STUDY MATERIAL
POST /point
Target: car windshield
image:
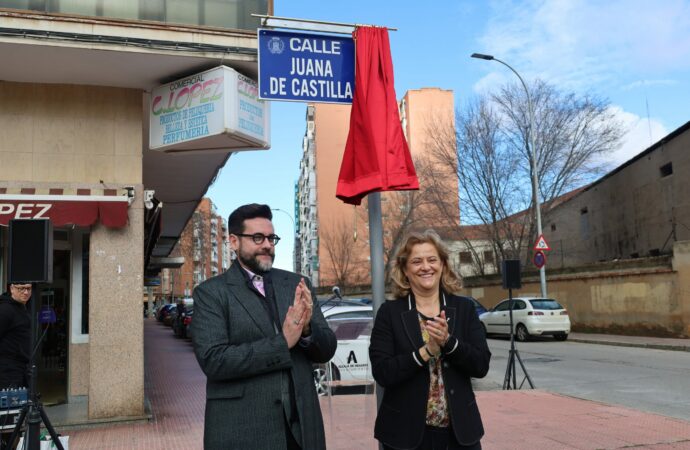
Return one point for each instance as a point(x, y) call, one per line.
point(347, 329)
point(545, 303)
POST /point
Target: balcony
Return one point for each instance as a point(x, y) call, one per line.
point(229, 14)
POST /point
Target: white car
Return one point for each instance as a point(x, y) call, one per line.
point(532, 316)
point(350, 365)
point(347, 311)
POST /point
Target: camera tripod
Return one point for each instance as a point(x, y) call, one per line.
point(513, 355)
point(33, 411)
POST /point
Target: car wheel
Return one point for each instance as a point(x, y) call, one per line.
point(521, 333)
point(321, 381)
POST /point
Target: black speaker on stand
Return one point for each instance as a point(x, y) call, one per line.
point(511, 280)
point(31, 261)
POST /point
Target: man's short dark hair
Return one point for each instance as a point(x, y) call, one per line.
point(246, 212)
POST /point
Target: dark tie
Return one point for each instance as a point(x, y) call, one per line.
point(258, 282)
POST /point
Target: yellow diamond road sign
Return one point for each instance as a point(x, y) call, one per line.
point(541, 244)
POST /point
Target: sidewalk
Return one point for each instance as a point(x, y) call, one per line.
point(518, 420)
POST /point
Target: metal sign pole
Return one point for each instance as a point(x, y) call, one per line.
point(378, 282)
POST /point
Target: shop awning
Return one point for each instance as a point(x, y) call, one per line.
point(107, 206)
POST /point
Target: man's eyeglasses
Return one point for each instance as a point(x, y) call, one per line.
point(258, 238)
point(22, 288)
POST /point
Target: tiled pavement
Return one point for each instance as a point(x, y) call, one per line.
point(530, 420)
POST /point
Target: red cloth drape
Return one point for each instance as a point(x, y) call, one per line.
point(377, 157)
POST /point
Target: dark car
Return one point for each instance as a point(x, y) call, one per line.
point(164, 310)
point(182, 321)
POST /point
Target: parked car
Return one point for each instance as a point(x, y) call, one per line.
point(164, 310)
point(181, 322)
point(532, 316)
point(347, 311)
point(477, 306)
point(187, 325)
point(350, 365)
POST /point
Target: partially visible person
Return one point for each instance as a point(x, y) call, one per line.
point(15, 332)
point(15, 340)
point(425, 347)
point(256, 335)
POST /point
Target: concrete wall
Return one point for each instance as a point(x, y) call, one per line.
point(644, 297)
point(116, 331)
point(60, 133)
point(634, 211)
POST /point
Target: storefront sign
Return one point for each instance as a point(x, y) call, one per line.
point(218, 109)
point(65, 210)
point(306, 67)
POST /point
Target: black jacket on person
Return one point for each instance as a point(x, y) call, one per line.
point(15, 341)
point(398, 368)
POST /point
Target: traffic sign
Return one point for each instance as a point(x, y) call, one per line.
point(541, 244)
point(539, 259)
point(306, 67)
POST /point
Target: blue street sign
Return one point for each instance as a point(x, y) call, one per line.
point(306, 67)
point(539, 259)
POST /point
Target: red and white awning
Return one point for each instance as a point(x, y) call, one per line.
point(82, 207)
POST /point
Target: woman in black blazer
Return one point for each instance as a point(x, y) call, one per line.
point(424, 348)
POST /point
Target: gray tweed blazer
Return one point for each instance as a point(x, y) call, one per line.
point(245, 362)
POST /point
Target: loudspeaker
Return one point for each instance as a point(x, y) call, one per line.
point(30, 251)
point(511, 274)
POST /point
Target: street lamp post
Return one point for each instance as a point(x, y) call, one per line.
point(532, 151)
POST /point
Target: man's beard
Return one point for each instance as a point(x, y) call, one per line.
point(251, 262)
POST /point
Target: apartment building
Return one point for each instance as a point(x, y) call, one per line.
point(333, 237)
point(204, 245)
point(75, 94)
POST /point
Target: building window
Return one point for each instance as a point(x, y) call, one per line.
point(584, 223)
point(666, 170)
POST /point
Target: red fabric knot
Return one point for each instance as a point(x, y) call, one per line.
point(377, 157)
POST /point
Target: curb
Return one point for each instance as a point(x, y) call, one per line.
point(678, 348)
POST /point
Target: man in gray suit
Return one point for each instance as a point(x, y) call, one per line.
point(256, 335)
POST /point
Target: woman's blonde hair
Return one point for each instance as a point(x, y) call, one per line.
point(450, 281)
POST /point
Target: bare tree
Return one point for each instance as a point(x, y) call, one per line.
point(493, 162)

HOW TO COMPLETE THIS TASK
Please set down each line of the data above exactly as written, without the pictures.

OUTPUT FOR THIS TASK
POST /point
Target: car windshield
image:
Return one point for each instance as a point(x, y) call, one per line.
point(347, 329)
point(545, 303)
POST /point
Target: balcony
Return one point for each instance as a point(x, y) call, one per line.
point(229, 14)
POST /point
Target: white car
Return one point for each instance as a point(x, y) call, one per line.
point(532, 316)
point(350, 365)
point(347, 311)
POST /point
Target: camera tripod
Return one point for each instance as a point(x, y) call, one per line.
point(513, 355)
point(33, 411)
POST /point
Target: car wheel
Return one point for each instance as a point(x, y) call, one per line.
point(521, 333)
point(321, 381)
POST /point
Target: black speaker on stand
Return one point for each instance as a point(x, y) call, one per line.
point(511, 280)
point(31, 261)
POST /point
Target: man's short dark hair
Return one point for each instance as a point(x, y) call, one per line.
point(246, 212)
POST /point
Target: dark tie
Return one point for each instance as a point(x, y) call, one per line.
point(258, 282)
POST /point
Target: yellow diamond road sign
Return one point for each instance as a point(x, y) call, one per line.
point(541, 244)
POST /point
Target: sidewalk
Return one point for each instance as a point(x, y) call, one per line.
point(518, 420)
POST /point
Target: metal sign pole
Return one point for each instance as a point(x, y) call, one per line.
point(378, 282)
POST /point
Target: shop awning
Return one point for each instance as a point(x, y) call, one per line.
point(107, 206)
POST /point
Target: man's eyeglasses
Return one point for each instance as a point(x, y) call, one per line.
point(258, 238)
point(22, 288)
POST /point
Target: tiled pavement
Return one point for each instance as a point(x, y) call, one per line.
point(530, 420)
POST /point
Target: red cloth drape
Return one point for each instance as a point(x, y) call, one per line.
point(377, 157)
POST /point
Target: dark car
Return one point for each instance as a point(x, y) call, one per line.
point(164, 310)
point(182, 321)
POST /point
Target: parked car
Return one point for each instance as a point(x, y) call, one per line.
point(164, 310)
point(181, 322)
point(532, 316)
point(347, 311)
point(477, 306)
point(187, 325)
point(350, 365)
POST /point
Target: partially visible person
Return one point for each instance as a point(x, y) call, one per line.
point(15, 332)
point(15, 340)
point(425, 347)
point(256, 335)
POST /point
Target: concrete wall
Return one point for each instance as a point(x, y) call, one per line.
point(644, 297)
point(116, 331)
point(60, 133)
point(634, 211)
POST /point
Target: storefront sign
Return one point for each instance as a point(x, y) call, one per line.
point(218, 109)
point(65, 210)
point(306, 67)
POST /point
Target: black jacket on person
Return one point for each instance as a point(x, y) call, one per line.
point(15, 341)
point(398, 368)
POST /point
Target: traffic sign
Return one point for each instance as a point(x, y) call, one per line.
point(541, 244)
point(539, 259)
point(306, 67)
POST /point
Target: blue street sign
Return one point for each instance as a point(x, y) call, one per line.
point(306, 67)
point(539, 259)
POST /point
Target: red and white awning
Return one point for each instance as a point(x, y) call, one per line.
point(82, 207)
POST /point
Target: woman in black blazer
Return one point for each instance as a point(x, y) call, one per line.
point(424, 348)
POST /point
Target: gray tweed blazer
Return one point for each instance as a point(x, y) call, one per line.
point(245, 362)
POST /point
Target: loudspeaker
Return one point for each instance as a point(x, y) call, one per line.
point(30, 251)
point(511, 274)
POST /point
Target: street lamp post
Return one point for each instance as a point(x, y) call, one per line.
point(532, 151)
POST /point
Target: man's beard
Return one point for each instance as a point(x, y) call, one per line.
point(251, 262)
POST /point
Target: apartment building
Return one point for each instance as a point(x, y) call, one per line.
point(333, 237)
point(204, 245)
point(75, 94)
POST /point
Target: building window
Return one point for each instance as a point(x, y) call, one per line.
point(584, 223)
point(666, 170)
POST /point
Target: red fabric knot
Return one point for each instance as a point(x, y) call, one per line.
point(377, 157)
POST /point
Target: curb
Return one point for each instance as a point(x, y) call, one per line.
point(678, 348)
POST /point
Target: man in gray suit
Return one point for each instance as a point(x, y) call, one per line.
point(256, 335)
POST /point
Target: woman's blonde hair
Return one point for each instance as a point(x, y) call, one per line.
point(450, 281)
POST /point
Target: bare tree
Return one point for each instance as a point(x, y) call, one per line.
point(493, 162)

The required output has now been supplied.